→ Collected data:
-----

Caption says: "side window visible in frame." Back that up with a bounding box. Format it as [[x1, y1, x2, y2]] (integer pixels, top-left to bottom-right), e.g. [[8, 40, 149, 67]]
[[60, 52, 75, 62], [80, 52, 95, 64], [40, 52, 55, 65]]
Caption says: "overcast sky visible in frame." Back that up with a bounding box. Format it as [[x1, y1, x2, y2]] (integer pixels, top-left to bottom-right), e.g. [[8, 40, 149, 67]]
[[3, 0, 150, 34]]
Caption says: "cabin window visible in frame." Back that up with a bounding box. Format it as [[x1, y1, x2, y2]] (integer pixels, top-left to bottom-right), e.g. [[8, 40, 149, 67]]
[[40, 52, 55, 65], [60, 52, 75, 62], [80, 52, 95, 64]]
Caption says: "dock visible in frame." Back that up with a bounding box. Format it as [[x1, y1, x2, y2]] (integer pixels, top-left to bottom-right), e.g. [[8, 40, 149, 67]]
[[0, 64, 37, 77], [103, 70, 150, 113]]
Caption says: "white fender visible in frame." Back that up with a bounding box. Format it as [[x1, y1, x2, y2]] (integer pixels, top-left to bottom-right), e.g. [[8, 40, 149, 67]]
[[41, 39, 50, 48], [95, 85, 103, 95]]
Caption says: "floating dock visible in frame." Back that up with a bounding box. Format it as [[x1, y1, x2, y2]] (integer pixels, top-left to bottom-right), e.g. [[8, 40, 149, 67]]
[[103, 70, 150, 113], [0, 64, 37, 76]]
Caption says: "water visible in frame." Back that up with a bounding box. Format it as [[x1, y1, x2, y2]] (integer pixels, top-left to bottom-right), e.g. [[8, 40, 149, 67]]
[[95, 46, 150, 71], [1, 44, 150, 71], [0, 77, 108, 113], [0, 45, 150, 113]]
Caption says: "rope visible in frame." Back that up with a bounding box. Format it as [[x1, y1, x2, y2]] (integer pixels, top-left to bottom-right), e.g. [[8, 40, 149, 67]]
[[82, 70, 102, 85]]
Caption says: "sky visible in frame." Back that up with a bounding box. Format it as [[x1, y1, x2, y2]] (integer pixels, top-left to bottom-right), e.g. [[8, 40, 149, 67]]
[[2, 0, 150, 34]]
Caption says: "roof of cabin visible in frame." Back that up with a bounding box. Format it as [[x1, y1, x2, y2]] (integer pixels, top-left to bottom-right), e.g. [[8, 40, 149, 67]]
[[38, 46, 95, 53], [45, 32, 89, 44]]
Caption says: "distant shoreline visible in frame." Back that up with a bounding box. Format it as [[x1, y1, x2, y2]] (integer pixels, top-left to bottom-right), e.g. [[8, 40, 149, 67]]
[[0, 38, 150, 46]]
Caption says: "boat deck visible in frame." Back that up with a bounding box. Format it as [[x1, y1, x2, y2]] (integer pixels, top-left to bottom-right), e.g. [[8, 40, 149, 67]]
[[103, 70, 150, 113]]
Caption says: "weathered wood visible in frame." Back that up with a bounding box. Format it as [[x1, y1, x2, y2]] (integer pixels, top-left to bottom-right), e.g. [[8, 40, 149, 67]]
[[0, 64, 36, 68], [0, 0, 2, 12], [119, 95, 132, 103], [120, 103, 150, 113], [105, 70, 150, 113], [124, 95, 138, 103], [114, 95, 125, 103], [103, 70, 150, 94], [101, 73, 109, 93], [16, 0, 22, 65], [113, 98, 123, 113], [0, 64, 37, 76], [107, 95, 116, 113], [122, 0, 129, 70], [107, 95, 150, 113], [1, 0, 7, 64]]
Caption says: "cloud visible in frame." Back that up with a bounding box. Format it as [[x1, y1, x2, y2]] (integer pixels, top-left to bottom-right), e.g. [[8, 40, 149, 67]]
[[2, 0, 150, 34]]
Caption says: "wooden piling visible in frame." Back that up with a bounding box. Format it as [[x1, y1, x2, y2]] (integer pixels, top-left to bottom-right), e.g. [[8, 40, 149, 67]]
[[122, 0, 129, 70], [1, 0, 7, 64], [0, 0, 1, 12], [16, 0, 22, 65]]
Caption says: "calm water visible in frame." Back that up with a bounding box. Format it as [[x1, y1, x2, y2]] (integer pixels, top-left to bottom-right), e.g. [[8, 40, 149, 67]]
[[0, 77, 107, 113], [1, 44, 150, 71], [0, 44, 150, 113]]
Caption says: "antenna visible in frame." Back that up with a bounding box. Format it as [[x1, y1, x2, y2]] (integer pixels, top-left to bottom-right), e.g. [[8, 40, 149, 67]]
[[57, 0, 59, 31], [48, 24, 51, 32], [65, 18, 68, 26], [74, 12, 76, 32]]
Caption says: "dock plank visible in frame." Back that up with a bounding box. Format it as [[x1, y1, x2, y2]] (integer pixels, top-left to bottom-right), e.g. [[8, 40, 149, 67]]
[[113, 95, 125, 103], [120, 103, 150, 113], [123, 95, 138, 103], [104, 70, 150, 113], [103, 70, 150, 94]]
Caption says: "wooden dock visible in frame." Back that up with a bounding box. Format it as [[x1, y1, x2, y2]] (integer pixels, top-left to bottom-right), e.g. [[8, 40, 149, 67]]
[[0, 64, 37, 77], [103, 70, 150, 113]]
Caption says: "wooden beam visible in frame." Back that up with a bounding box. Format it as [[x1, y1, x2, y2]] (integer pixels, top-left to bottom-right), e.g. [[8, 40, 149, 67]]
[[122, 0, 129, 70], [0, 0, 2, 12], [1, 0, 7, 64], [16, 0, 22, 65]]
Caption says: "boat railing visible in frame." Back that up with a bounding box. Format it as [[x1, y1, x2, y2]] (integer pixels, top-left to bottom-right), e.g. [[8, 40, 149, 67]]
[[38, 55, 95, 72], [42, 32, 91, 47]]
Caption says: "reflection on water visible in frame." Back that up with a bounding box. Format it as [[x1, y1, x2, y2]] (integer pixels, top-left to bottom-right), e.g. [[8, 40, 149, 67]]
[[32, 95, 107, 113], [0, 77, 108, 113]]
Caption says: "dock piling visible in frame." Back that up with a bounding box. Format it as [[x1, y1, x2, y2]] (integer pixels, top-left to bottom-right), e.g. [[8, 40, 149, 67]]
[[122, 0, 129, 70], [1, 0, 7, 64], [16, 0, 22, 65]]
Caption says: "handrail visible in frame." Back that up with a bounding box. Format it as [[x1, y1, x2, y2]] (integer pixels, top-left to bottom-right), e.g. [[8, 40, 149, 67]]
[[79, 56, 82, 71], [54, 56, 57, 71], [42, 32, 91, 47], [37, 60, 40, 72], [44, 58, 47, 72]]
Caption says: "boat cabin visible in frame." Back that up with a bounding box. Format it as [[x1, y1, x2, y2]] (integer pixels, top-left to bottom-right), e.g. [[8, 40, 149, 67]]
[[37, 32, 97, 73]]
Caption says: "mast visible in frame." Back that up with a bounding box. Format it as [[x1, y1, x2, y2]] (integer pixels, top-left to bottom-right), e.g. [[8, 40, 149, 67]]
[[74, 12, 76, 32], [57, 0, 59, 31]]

-----

→ REQUIRED WORK: Transcribe every entry, keeping each line exactly as it reads.

→ REPLY TO THE EXERCISE:
Caption says: "side window visible in frame." Back that up with a bounding box. Format it as [[x1, y1, x2, y2]] (integer pixels, top-left to bottom-right), e.g. [[8, 40, 149, 67]]
[[60, 52, 75, 62], [80, 52, 95, 64], [40, 52, 55, 65]]
Caption says: "overcast sky visible in frame." Back that up with a bounding box. Format it as [[x1, y1, x2, y2]] (integer pixels, top-left to bottom-right), e.g. [[8, 40, 149, 67]]
[[3, 0, 150, 34]]
Caption says: "cabin window visible in frame." Back that up with a bounding box. Format it as [[x1, y1, x2, y2]] (integer pixels, top-left to bottom-right), e.g. [[8, 40, 149, 67]]
[[40, 52, 55, 65], [60, 52, 75, 62], [80, 52, 95, 64]]
Caption says: "dock visible in frame." Back that up with a bounding box. Format it as [[x1, y1, x2, y2]] (integer pixels, top-left to bottom-right), e.g. [[8, 40, 149, 67]]
[[0, 64, 37, 77], [103, 70, 150, 113]]
Caption says: "white fender visible in frame." Back that up with a bounding box. Format it as [[x1, y1, x2, y2]] (integer pixels, top-left to bottom-right), e.g. [[8, 40, 149, 67]]
[[41, 39, 50, 48], [95, 85, 103, 95]]
Caption says: "floating dock visible in frame." Back that up with a bounding box. Format it as [[x1, y1, x2, y2]] (integer pixels, top-left to bottom-right), e.g. [[8, 40, 149, 67]]
[[103, 70, 150, 113], [0, 64, 37, 76]]
Caption says: "water visible in frame." Back that up with a bounding box. Format it as [[x1, y1, x2, y2]] (integer pixels, top-left to bottom-right), e.g. [[8, 40, 149, 67]]
[[95, 46, 150, 71], [1, 44, 150, 71], [0, 77, 108, 113], [0, 45, 150, 113]]
Caption says: "rope visible in frame." Back that up with a bounding box. Format it as [[x1, y1, x2, y2]] (integer pixels, top-left to bottom-right), e.g. [[8, 40, 149, 67]]
[[82, 70, 102, 85]]
Caption says: "sky visible in frame." Back that up with a bounding box. Format it as [[x1, y1, x2, y2]] (integer pixels, top-left to bottom-right), e.g. [[8, 40, 149, 67]]
[[2, 0, 150, 34]]
Caption says: "roof of cabin visible in frame." Back that up with a bounding box. Format it as [[x1, y1, x2, y2]] (integer pixels, top-left to bottom-right), e.g. [[8, 40, 149, 67]]
[[38, 46, 95, 53], [45, 32, 89, 44]]
Caption says: "distant shoreline visible in frame." Back that up with a bounding box. Format it as [[x1, y1, x2, y2]] (integer pixels, top-left to bottom-right), e.g. [[8, 40, 149, 67]]
[[0, 38, 150, 46]]
Caption says: "boat deck visible in frame." Back that up with a bounding box. Format it as [[x1, y1, x2, y2]] (integer pixels, top-left to bottom-right), e.g. [[8, 40, 149, 67]]
[[103, 70, 150, 113]]
Caption says: "weathered wood visible in frame." Back that up with a bounding box. Format it as [[x1, y1, x2, y2]] (integer pixels, top-left to bottom-right), e.g. [[8, 40, 149, 67]]
[[0, 64, 36, 68], [0, 0, 2, 12], [119, 95, 132, 103], [120, 103, 150, 113], [105, 70, 150, 113], [124, 95, 138, 103], [114, 95, 125, 103], [103, 70, 150, 94], [101, 73, 109, 93], [16, 0, 22, 65], [113, 98, 123, 113], [0, 64, 37, 76], [107, 95, 116, 113], [122, 0, 129, 70], [107, 95, 150, 113], [1, 0, 7, 64]]
Caption says: "cloud visible in frame." Back that up with a bounding box. Format it as [[x1, y1, x2, y2]] (integer pixels, top-left to bottom-right), e.g. [[8, 40, 149, 67]]
[[2, 0, 150, 34]]
Caption says: "wooden piling visible in frame." Back that up with a bounding box. Format it as [[x1, y1, x2, y2]] (integer pixels, top-left to bottom-right), e.g. [[8, 40, 149, 67]]
[[122, 0, 129, 70], [1, 0, 7, 64], [0, 0, 1, 12], [16, 0, 22, 65]]
Caption says: "calm water visible in frame." Back that up with a bounding box. Format it as [[x1, y1, x2, y2]] (integer pixels, top-left to bottom-right), e.g. [[8, 40, 149, 67]]
[[0, 77, 107, 113], [1, 44, 150, 71], [0, 44, 150, 113]]
Caption says: "antenna visible in frame." Back that up with a bounding box. Format it as [[x1, y1, x2, y2]] (integer pixels, top-left to bottom-right), e.g. [[8, 40, 149, 67]]
[[57, 0, 59, 31], [48, 24, 51, 32], [65, 18, 68, 26], [74, 12, 76, 32]]
Caption says: "dock plank visible in frame." Back that up with a bounding box. Format it as [[x1, y1, x2, y2]] (integer pixels, top-left to bottom-right), e.g. [[8, 40, 149, 67]]
[[113, 95, 125, 103], [120, 103, 150, 113], [123, 95, 138, 103], [104, 70, 150, 113], [103, 70, 150, 94]]
Caption says: "wooden dock visible in frame." Back that up with a bounding box. Format it as [[x1, y1, x2, y2]] (integer pixels, top-left to bottom-right), e.g. [[8, 40, 149, 67]]
[[0, 64, 37, 77], [103, 70, 150, 113]]
Caption says: "wooden beam visible in frame." Back that up with a bounding box. Format it as [[x1, y1, x2, y2]] (integer pixels, top-left to bottom-right), e.g. [[8, 40, 149, 67]]
[[122, 0, 129, 70], [0, 0, 2, 12], [1, 0, 7, 64], [16, 0, 22, 65]]
Caption says: "boat railing visible in frame." Back that up with a bounding box. Format it as [[x1, y1, x2, y2]] (integer pixels, top-left to bottom-right), e.g. [[8, 40, 149, 67]]
[[38, 55, 95, 72], [42, 32, 91, 47]]
Caption says: "reflection on water visible in frame." Back that up with a bounding box. Format it as [[x1, y1, x2, y2]] (integer pixels, top-left to bottom-right), e.g. [[8, 40, 149, 67]]
[[32, 95, 107, 113], [0, 77, 108, 113]]
Caption says: "dock piling visible in frame." Back that up with a bounding box. Format it as [[x1, y1, x2, y2]] (integer pixels, top-left to bottom-right), e.g. [[8, 40, 149, 67]]
[[122, 0, 129, 70], [1, 0, 7, 64], [16, 0, 22, 65]]
Caption says: "handrail visible in frame." Back that up with a bounding box. Format it as [[x1, y1, x2, y2]] (integer pixels, top-left to bottom-right), e.g. [[8, 40, 149, 67]]
[[79, 56, 82, 71], [54, 56, 57, 71], [42, 32, 91, 47], [37, 60, 40, 72], [44, 58, 47, 72]]
Caption says: "boat cabin visible in frame." Back that up with a bounding box. Format it as [[x1, y1, x2, y2]] (integer pixels, top-left to bottom-right), e.g. [[8, 40, 149, 67]]
[[37, 32, 97, 73]]
Caption says: "mast visible in frame." Back that up with a bounding box. Format it as [[x1, y1, x2, y2]] (integer pixels, top-left to bottom-right), e.g. [[8, 40, 149, 67]]
[[74, 12, 76, 32], [57, 0, 59, 31]]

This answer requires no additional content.